What you are asked to do -
Please answer these questions from the page extract:
1. What kind of wound care did Lawrence's technology offer?
2. Which two agencies gave Bombyx Technologies grants?
3. Which firm won the Cornell Venture Challenge in April 2010?

Page extract -
****************************************

Finding and supporting tomorrow’s most promising new enterprises

By Irene Kim

It all started with drinks.

Back in the fall of 2008, Benjamin Rollins, MBA ’09, was helping set up happy-hour networking events between Johnson and School of Engineering students. He met biomedical engineering student Brian Lawrence, PhD ’11, who had helped set up the events on his end. Rollins was looking for a technology to launch a business; Lawrence had a promising technology.

“I had gone to Cornell to find a technology that was both interesting from an intellectual-property standpoint and that had big market potential,” says Rollins. He was intrigued by Lawrence’s proposition, a low-cost type of wound care for patients recovering from ophthalmic surgery or traumatic eye injury. “Let’s start a business,” Rollins said to Lawrence; Bombyx Technologies was born.

Since then, Bombyx Technologies has received grants from the Department of Defense and the National Science Foundation totaling more than $1 million, as well as serious interest from industry and the investment community. Getting to this point hasn’t been easy: Rollins packed up his family and moved back in with his parents to bootstrap the company.

What made Rollins decide the venture was worth the sacrifice? In the spring of 2009, he and Lawrence submitted their fledgling business plan to the Cornell Venture Challenge (CVC), an annual business-plan competition run by Johnson’s venture-capital fund, BR Venture Fund (BRV). After making to the final cut, Bombyx Technologies took first prize.



Prize money: $20,000. Winning the CVC: priceless.

Rollins and Lawrence were awarded $20,000 for winning ($10,000 from BRV, matched with $10,000 from the Cornell Center for Technology Enterprise and Commercialization, since Bombyx is based on a Cornell technology). But the real prize, says Rollins, was the recognition by BRV — a highly respected venture-capital fund, and the only one completely run by students. “What BRV did for us was to give us the validation, the confirmation that we could really run this business,” he says.

Evan Luxon of Johns Hopkins, whose firm, Cortical Concepts, won the CVC in April 2010, has similar high praise for BRV. “By winning the challenge, we were afforded with immediate validation in discussions with potential investors and licensees,” says Luxon. “Given the reputation of the Johnson School and its alumni, the win has allowed us to meet people we may not have had access to previously, and to have higher-level discussions than we would have otherwise.”

****************************************

Information shown -
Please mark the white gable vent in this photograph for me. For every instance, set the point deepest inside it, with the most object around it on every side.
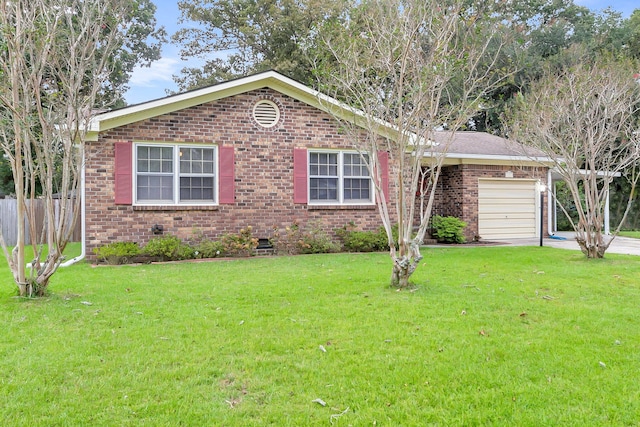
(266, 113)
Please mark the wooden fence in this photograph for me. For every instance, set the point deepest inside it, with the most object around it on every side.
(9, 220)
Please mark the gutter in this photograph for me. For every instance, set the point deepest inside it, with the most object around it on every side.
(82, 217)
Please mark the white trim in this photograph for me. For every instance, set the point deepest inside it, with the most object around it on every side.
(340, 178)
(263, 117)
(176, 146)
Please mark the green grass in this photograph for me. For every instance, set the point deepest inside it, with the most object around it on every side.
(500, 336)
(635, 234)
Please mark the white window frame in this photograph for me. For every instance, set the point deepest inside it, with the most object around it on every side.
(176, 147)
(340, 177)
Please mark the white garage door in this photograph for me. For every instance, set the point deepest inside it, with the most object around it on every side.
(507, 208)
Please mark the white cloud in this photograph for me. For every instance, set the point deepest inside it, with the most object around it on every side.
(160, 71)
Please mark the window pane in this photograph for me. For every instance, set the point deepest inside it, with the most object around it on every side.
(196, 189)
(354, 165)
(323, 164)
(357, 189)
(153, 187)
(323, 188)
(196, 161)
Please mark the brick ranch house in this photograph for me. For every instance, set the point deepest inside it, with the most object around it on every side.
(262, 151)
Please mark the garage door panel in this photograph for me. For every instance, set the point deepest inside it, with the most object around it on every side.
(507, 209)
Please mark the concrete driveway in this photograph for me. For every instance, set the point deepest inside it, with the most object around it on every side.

****************************************

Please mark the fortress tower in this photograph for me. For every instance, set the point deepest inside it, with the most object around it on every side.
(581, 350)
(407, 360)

****************************************

Reply to the exercise -
1. Low-cost wound care for patients recovering from ophthalmic surgery or traumatic eye injury.
2. The Department of Defense and the National Science Foundation.
3. Cortical Concepts.